The entire listing below must be written out word for word.
------------------------
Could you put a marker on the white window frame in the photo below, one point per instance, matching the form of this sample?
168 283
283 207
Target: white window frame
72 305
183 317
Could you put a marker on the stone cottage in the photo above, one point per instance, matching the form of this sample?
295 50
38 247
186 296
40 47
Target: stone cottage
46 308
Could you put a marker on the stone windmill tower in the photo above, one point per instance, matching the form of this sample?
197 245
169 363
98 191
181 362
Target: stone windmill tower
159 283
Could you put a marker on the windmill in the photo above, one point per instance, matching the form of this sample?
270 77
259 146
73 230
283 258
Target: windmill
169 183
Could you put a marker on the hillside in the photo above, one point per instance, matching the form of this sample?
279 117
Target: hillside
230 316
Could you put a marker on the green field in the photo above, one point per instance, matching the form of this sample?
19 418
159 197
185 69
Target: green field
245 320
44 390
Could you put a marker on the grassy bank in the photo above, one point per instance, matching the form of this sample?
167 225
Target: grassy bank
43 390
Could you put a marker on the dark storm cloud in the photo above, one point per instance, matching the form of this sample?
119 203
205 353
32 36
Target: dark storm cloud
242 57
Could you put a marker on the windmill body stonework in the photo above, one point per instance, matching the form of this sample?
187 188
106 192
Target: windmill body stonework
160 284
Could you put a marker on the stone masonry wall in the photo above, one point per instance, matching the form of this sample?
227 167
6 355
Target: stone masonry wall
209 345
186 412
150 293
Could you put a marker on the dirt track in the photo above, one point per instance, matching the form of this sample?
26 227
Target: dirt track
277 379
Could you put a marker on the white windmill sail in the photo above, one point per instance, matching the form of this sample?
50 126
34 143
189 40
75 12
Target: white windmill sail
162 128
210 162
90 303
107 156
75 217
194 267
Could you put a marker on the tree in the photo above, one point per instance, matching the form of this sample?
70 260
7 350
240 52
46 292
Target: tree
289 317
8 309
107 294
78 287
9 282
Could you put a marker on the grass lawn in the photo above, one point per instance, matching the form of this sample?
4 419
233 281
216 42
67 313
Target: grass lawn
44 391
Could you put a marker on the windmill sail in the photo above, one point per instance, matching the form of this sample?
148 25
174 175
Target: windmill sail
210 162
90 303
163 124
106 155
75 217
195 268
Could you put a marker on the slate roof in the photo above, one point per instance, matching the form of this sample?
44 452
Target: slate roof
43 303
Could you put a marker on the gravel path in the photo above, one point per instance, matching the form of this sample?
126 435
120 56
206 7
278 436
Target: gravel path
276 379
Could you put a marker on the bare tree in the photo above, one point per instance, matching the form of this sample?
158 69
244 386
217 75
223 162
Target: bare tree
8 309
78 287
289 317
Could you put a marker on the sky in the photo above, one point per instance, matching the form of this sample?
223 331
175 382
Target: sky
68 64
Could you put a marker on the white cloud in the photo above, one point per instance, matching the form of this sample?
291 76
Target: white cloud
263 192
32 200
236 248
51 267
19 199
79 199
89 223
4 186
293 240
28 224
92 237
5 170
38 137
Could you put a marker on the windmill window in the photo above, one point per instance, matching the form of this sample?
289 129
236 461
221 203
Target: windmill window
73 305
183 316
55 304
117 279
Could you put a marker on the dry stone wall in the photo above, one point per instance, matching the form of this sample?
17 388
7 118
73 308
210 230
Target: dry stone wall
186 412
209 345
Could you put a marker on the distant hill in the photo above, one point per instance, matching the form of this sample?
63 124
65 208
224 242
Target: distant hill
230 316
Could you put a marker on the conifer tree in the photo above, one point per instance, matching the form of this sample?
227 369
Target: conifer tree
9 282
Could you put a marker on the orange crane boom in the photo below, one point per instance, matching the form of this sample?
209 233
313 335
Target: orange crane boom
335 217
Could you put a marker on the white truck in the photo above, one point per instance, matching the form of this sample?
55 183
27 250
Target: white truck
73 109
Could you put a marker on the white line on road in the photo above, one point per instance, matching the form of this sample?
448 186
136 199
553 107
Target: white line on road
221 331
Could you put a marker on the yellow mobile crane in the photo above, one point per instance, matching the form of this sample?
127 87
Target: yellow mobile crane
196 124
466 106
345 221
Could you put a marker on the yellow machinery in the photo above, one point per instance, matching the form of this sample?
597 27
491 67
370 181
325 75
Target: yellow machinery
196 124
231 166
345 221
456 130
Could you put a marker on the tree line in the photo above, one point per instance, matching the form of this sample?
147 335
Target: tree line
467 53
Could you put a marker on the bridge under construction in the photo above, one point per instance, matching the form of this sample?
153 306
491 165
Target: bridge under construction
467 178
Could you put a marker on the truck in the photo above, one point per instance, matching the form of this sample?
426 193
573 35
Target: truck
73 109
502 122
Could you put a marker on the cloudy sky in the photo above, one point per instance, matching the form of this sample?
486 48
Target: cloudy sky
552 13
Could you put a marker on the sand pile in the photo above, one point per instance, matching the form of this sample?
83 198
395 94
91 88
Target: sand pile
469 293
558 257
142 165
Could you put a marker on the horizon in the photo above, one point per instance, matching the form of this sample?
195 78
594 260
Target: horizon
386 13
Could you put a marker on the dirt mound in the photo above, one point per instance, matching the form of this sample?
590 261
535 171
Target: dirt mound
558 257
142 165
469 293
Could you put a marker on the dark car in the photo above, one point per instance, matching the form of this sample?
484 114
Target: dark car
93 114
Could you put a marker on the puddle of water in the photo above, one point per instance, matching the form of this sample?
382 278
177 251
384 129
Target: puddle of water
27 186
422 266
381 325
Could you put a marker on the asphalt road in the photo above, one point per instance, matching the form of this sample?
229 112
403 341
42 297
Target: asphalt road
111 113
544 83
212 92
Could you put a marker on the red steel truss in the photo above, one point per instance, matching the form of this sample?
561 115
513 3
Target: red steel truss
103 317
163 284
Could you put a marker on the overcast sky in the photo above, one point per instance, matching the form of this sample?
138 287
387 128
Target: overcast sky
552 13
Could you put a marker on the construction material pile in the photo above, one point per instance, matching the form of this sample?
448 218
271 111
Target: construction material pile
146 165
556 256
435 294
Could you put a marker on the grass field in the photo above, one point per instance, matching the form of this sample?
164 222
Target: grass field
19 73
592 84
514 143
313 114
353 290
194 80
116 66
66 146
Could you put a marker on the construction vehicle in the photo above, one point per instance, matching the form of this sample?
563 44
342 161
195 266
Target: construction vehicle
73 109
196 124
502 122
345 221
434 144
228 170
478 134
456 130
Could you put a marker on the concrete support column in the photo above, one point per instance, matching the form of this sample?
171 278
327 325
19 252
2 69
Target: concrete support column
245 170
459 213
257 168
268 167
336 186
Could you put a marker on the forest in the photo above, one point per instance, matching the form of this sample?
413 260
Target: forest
------------------------
- _Answer space_
Could you put a marker on the white window frame in the photo below, one point per instance, matching the form of this sample?
168 283
283 207
Target: white window frame
72 305
183 317
Could you put a marker on the stone cottage in the photo above, one point per instance, matching the form of this sample?
295 50
38 247
186 296
40 47
Target: stone cottage
46 308
Could you put a marker on the stone windmill tower in the photo above, one point per instance, matching the form of this sample?
197 245
169 363
98 191
181 362
Target: stone windmill tower
159 283
Could you put a marker on the windmill in the photo above, one point per instance, matching the form of this sample?
270 77
259 146
73 230
283 258
Target: windmill
169 183
Could you put a marker on the hillside in the photo above, one point per instance, matching the form of this sample?
279 117
Target: hillside
230 316
Could you put a marker on the green field in the photo above, one point per instance, matching the form of this sample?
19 418
159 197
185 69
Target: green field
245 320
44 390
Could you put a marker on the grassy bank in the photo above, one point per instance, matching the form of this sample?
167 225
Target: grassy bank
43 390
Could you put a marker on the dark storm cloud in the photo above, one point per instance, matching the form of this sample?
119 203
205 353
32 36
Target: dark storm cloud
242 57
Could you put a marker on the windmill body stonework in the photo above, one point per instance, matching the form of this sample?
187 188
106 192
Target: windmill body stonework
160 284
Could you put a marker on the stone masonry wall in the photo above, one point per instance, matching the form of this sample?
227 167
6 355
Target: stone masonry wall
209 345
186 412
150 293
Could you put a marker on the dirt track in the photo above, one point per instance, matching the form of this sample?
26 227
Target: dirt track
277 379
Could you put a marker on the white windmill sail in the photo above, one point per instance, matching the form of this sample?
50 126
34 143
189 40
75 12
Target: white windmill sail
162 128
210 162
90 303
107 156
75 217
194 267
Could you put a marker on the tree in the photo above, one point per instance, matching the form of this sample?
70 260
7 350
240 52
46 292
Target: tree
289 317
8 309
107 294
78 287
9 282
Could you put a marker on the grass lawn in the photo above, one point per instance, matching the form of this sample?
4 419
233 281
216 42
67 313
Target: grass lawn
44 391
Could you put a marker on the windmill sail in the photo above, one point per instance, matching the form of this sample?
148 25
174 175
Target: windmill sail
210 162
90 303
163 124
106 155
75 217
195 268
Could you put a marker on the slate roof in the photo above, one point per instance, matching the form of this sample?
44 452
Target: slate roof
43 303
Could you put a marker on the gravel path in the photo above, one point per instance, matching the form of this sample?
126 435
120 56
206 7
278 436
Target: gravel path
276 379
Could you put a marker on the bare tree in the photo above, one point per instance, matching the form of this sample?
158 69
244 386
217 75
223 162
Target: bare tree
8 309
78 287
289 317
Could you put a marker on the sky in the photo above, one point per instance, matching the form of this sample?
223 331
175 382
Target: sky
68 64
Could you put a marker on the white cloud in the photo above, one point per instance, matching the form of this sample?
291 76
Target: white cloud
263 192
32 200
236 248
51 267
19 199
79 199
89 223
4 186
293 240
28 224
92 237
5 170
38 137
Could you put a marker on the windmill window in the photo above, one point per instance, matching the form of this sample?
289 129
236 461
221 203
Target: windmill window
73 305
183 316
55 304
117 279
Could you put a marker on the dry stone wall in the photo above, one point per instance, matching the form of this sample?
17 388
7 118
73 308
210 230
Target: dry stone wall
186 412
209 345
Could you put a marker on the distant hill in the photo above, one point per instance, matching the form of this sample?
63 124
65 208
224 242
Target: distant hill
230 316
Could you put a marker on the conifer tree in the photo above, one point per instance, matching the form of this sample?
227 369
Target: conifer tree
9 282
Could you put a marker on the orange crane boom in the photo below, one point per instance, matching the form of this sample?
209 233
313 335
Target: orange crane boom
335 217
Could you put a marker on the white truck in the photo above, one point per instance, matching the form of this sample?
55 183
27 250
Target: white truck
73 109
Could you put a marker on the white line on road in the photo above, one point per instance, matching the form of this sample?
448 186
136 199
553 107
Target: white line on road
221 331
Could you put a marker on the yellow mobile crane in the photo above, one point per instance, matching the form of this sample?
127 87
Target: yellow mobile crane
196 124
466 106
345 221
Could you put a marker on the yellow machinery in the photo above, one point per instance, matching the form of this sample?
597 27
491 67
370 181
325 75
Target: yellow machinery
196 124
231 166
345 221
456 130
Could you put a marker on the tree line in the photo above, one point per instance, matching the form of this sample?
147 335
Target: tree line
467 53
Could you put a marker on the bridge under construction in the photo above, one point per instance, matching the form of this sample?
153 306
491 165
Target: bridge under construction
467 178
Could you put a marker on the truck in the photo above, one point per instance, matching the form of this sample?
426 193
573 35
Target: truck
73 109
502 122
Could you put a marker on the cloudy sky in the photo above, one point per instance, matching the form of this sample?
486 48
Target: cloudy sky
552 13
Could you put a marker on the sand pile in the photo above, one point per instance, matching the form of this sample?
83 198
395 94
91 88
Target: sand pile
469 293
558 257
142 165
Could you put a marker on the horizon in the photo above, one point per instance, matching the form of this sample?
195 78
594 260
Target: horizon
386 13
Could you put a marker on the dirt mound in the photo above, one point per instance, matching the form of this sample?
590 261
535 171
Target: dirt mound
558 257
142 165
469 293
Could you put a marker on the dark car in the photo above, one point per instance, matching the form of this sample?
484 114
Target: dark car
93 114
Could you put a marker on the puddle of water in the photo above, one point per instance, matching the form of this sample?
382 278
177 251
384 129
Target: puddle of water
27 186
422 266
381 325
Could you put a marker on the asphalt road in the photo above, one point per instance, matching the form of this sample?
229 112
403 341
42 297
Target: asphalt road
111 113
544 83
212 92
Could you put a marker on the red steel truss in the photo above, one point per instance, matching the form of this sample?
561 115
513 3
Target: red steel truss
103 317
163 284
Could you put a marker on the overcast sky in the photo above, one point per instance, matching the form of this sample?
138 287
387 128
Target: overcast sky
552 13
Could you put a marker on the construction material pile in the photo above, one point per instance, matching the form of this sample?
448 218
271 111
Target: construction material pile
146 165
556 256
435 294
Could you put a marker on the grass field in the photo above, one point per instance, matching the form of this sample?
164 222
Target: grass field
19 73
592 84
514 143
313 114
353 290
194 80
116 66
66 146
Could you put a marker on the construction vehicle in the photo above, one point per instance, matching the form of this sample?
563 44
342 161
195 266
Target: construction vehicle
73 109
196 124
502 122
345 221
434 144
228 170
478 134
456 130
Could you put a marker on the concrete support column in the photo above, one point per instance, matching the form of this sample?
171 278
327 325
19 252
2 69
Target: concrete support column
245 170
459 213
257 168
268 167
336 186
Could you put a marker on the forest in the photo above, one point per instance, matching the form of this sample?
413 260
Target: forest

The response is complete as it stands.